**** DATA EXTRACT ****

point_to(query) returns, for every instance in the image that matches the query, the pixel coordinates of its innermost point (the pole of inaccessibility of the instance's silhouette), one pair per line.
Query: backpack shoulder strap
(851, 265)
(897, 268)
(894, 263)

****

* WHAT YOU SHOULD DO
Quote the data above verbatim, reproducing every line in its original order.

* EXERCISE ANSWER
point_to(query) returns, for every instance in the image that matches the query, the pixel coordinates of its innermost point (the pole of inaccessibility of the instance's silhouette), one pair per line.
Query: backpack shoulder strap
(851, 265)
(897, 268)
(894, 263)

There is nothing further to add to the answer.